-- Opening Marker --

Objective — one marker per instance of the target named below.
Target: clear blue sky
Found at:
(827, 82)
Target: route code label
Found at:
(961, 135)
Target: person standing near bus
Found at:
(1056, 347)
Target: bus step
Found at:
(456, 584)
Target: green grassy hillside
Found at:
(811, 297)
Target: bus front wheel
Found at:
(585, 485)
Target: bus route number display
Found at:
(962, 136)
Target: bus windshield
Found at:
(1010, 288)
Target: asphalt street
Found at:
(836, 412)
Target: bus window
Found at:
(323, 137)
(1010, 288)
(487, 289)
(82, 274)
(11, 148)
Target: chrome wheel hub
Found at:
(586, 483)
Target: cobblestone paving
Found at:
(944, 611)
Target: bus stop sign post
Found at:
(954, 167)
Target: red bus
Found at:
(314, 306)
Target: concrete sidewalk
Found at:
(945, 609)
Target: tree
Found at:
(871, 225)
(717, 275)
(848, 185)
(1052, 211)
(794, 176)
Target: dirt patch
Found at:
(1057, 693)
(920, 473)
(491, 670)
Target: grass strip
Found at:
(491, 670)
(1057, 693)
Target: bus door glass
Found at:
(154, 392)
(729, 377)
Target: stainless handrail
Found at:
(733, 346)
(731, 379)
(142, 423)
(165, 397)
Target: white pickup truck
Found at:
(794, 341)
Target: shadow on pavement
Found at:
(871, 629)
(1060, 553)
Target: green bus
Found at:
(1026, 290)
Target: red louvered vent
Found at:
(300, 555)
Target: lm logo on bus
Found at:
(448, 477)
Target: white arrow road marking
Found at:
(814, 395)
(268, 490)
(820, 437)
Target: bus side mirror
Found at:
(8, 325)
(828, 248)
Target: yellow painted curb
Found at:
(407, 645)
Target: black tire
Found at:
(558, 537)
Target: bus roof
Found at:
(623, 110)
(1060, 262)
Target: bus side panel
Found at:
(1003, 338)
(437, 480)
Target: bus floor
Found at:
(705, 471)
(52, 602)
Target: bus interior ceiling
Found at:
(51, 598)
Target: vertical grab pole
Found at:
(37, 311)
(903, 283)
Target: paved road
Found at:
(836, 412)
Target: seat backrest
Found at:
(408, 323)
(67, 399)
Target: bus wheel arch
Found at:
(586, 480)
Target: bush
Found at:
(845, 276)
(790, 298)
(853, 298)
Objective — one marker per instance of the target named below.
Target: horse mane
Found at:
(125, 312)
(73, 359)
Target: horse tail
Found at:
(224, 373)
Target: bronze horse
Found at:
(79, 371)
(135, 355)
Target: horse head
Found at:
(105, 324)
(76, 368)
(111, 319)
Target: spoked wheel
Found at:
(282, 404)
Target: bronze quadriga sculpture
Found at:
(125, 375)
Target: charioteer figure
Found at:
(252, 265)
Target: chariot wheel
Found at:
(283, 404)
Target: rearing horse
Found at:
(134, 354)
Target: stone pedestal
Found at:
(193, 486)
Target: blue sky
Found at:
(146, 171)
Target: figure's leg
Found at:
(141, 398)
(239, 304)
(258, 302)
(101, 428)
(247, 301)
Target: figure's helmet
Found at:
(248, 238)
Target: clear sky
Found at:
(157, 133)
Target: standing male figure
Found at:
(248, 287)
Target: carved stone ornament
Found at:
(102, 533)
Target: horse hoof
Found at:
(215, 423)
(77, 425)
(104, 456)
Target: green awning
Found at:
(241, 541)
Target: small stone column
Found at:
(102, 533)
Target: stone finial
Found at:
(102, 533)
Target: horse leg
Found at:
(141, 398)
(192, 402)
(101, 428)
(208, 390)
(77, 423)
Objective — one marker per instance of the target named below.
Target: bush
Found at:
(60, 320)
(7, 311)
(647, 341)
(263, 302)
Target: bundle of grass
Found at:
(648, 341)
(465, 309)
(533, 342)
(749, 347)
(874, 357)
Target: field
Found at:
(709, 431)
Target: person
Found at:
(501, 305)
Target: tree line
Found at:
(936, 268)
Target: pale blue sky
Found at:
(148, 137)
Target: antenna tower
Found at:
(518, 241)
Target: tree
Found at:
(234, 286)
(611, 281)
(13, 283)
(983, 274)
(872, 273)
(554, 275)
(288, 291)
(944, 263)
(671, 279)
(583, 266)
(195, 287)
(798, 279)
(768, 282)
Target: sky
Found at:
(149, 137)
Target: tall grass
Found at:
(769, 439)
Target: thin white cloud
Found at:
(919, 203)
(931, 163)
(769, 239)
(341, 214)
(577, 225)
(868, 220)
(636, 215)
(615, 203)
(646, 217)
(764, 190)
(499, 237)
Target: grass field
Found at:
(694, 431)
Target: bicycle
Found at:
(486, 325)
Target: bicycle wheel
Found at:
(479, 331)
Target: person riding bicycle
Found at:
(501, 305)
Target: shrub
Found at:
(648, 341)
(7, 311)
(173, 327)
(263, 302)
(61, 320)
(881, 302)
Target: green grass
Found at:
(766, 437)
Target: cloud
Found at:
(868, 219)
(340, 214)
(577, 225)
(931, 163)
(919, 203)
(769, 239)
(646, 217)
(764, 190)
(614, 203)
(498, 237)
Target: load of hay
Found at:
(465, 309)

-- Closing Marker --

THE TASK: For this task, set down the entire listing word for word.

ANSWER TO THE PROBLEM:
Objective — one marker per instance of the target named below.
Target: clear blue sky
Found at:
(827, 82)
Target: route code label
Found at:
(961, 135)
Target: person standing near bus
Found at:
(1056, 347)
Target: bus step
Found at:
(456, 584)
Target: green grassy hillside
Found at:
(811, 297)
Target: bus front wheel
Found at:
(585, 485)
Target: bus route number display
Found at:
(962, 136)
Target: bus windshield
Found at:
(1010, 288)
Target: asphalt street
Found at:
(836, 412)
Target: bus window
Found at:
(323, 137)
(1010, 288)
(487, 289)
(82, 274)
(11, 148)
Target: chrome wheel hub
Found at:
(586, 483)
Target: cobblestone paving
Found at:
(944, 611)
Target: bus stop sign post
Found at:
(954, 167)
Target: red bus
Found at:
(314, 306)
Target: concrete sidewalk
Found at:
(945, 609)
Target: tree
Found at:
(871, 225)
(717, 275)
(848, 185)
(1052, 211)
(794, 176)
Target: dirt patch
Found at:
(1057, 693)
(920, 473)
(491, 670)
Target: grass strip
Found at:
(491, 670)
(1057, 693)
Target: bus door glass
Found at:
(154, 392)
(729, 377)
Target: stainless handrail
Found at:
(733, 346)
(731, 379)
(142, 423)
(165, 397)
Target: white pickup truck
Found at:
(794, 341)
Target: shadow on pavement
Found at:
(871, 629)
(1060, 553)
Target: green bus
Found at:
(1026, 290)
Target: red louvered vent
Found at:
(300, 555)
Target: lm logo on bus
Found at:
(448, 477)
Target: white arrow road marking
Found at:
(814, 395)
(268, 490)
(820, 437)
Target: bus side mirror
Found at:
(8, 325)
(828, 248)
Target: yellow painted curb
Found at:
(407, 645)
Target: black tire
Found at:
(558, 537)
Target: bus roof
Found at:
(623, 110)
(1060, 262)
Target: bus side panel
Found at:
(1003, 338)
(437, 480)
Target: bus floor
Found at:
(705, 471)
(52, 602)
Target: bus interior ceiling
Found at:
(51, 598)
Target: vertical grab pole
Found at:
(37, 311)
(903, 283)
Target: paved road
Found at:
(836, 412)
Target: seat backrest
Found at:
(408, 323)
(67, 399)
Target: bus wheel arch
Found at:
(586, 480)
Target: bush
Found at:
(845, 276)
(790, 298)
(853, 298)
Objective — one marker per instance of the target named below.
Target: horse mane
Found at:
(125, 312)
(73, 359)
Target: horse tail
Found at:
(224, 373)
Target: bronze horse
Found at:
(79, 371)
(135, 355)
Target: horse head
Found at:
(105, 324)
(76, 368)
(111, 319)
Target: spoked wheel
Found at:
(282, 404)
Target: bronze quadriga sculpture
Found at:
(125, 375)
Target: charioteer figure
Found at:
(252, 265)
Target: chariot wheel
Found at:
(283, 404)
Target: rearing horse
Found at:
(134, 354)
Target: stone pedestal
Found at:
(193, 486)
Target: blue sky
Found at:
(146, 171)
Target: figure's leg
Found at:
(141, 398)
(239, 304)
(258, 302)
(101, 428)
(247, 301)
Target: figure's helmet
Found at:
(248, 238)
Target: clear sky
Found at:
(157, 133)
Target: standing male figure
Found at:
(248, 287)
Target: carved stone ornament
Found at:
(102, 533)
Target: horse hoof
Found at:
(215, 423)
(77, 425)
(104, 456)
Target: green awning
Found at:
(241, 541)
Target: small stone column
Found at:
(102, 533)
Target: stone finial
Found at:
(102, 533)
Target: horse leg
Found at:
(141, 398)
(192, 402)
(101, 428)
(208, 390)
(77, 423)
Objective — one marker per instance of the target named below.
Target: bush
Found at:
(60, 320)
(7, 311)
(647, 341)
(263, 302)
Target: bundle of grass
Found at:
(648, 341)
(465, 309)
(533, 342)
(749, 347)
(874, 357)
Target: field
Found at:
(709, 431)
Target: person
Found at:
(501, 305)
Target: tree line
Found at:
(936, 268)
Target: pale blue sky
Found at:
(148, 137)
Target: antenna tower
Found at:
(518, 241)
Target: tree
Found at:
(234, 286)
(611, 281)
(13, 283)
(983, 274)
(872, 273)
(554, 275)
(288, 291)
(944, 263)
(671, 279)
(583, 266)
(195, 287)
(798, 279)
(768, 282)
Target: sky
Found at:
(149, 137)
Target: tall grass
Found at:
(769, 439)
Target: thin white cloud
Found at:
(919, 203)
(931, 163)
(769, 239)
(341, 214)
(577, 225)
(868, 220)
(636, 215)
(615, 203)
(646, 217)
(764, 190)
(499, 237)
Target: grass field
Found at:
(694, 431)
Target: bicycle
Found at:
(486, 325)
Target: bicycle wheel
Found at:
(479, 331)
Target: person riding bicycle
Found at:
(501, 305)
Target: shrub
Found at:
(648, 341)
(7, 311)
(173, 327)
(263, 302)
(61, 320)
(881, 302)
Target: green grass
Found at:
(766, 437)
Target: cloud
Found at:
(868, 219)
(340, 214)
(577, 225)
(931, 163)
(919, 203)
(769, 239)
(646, 217)
(764, 190)
(614, 203)
(498, 237)
Target: load of hay
Found at:
(465, 309)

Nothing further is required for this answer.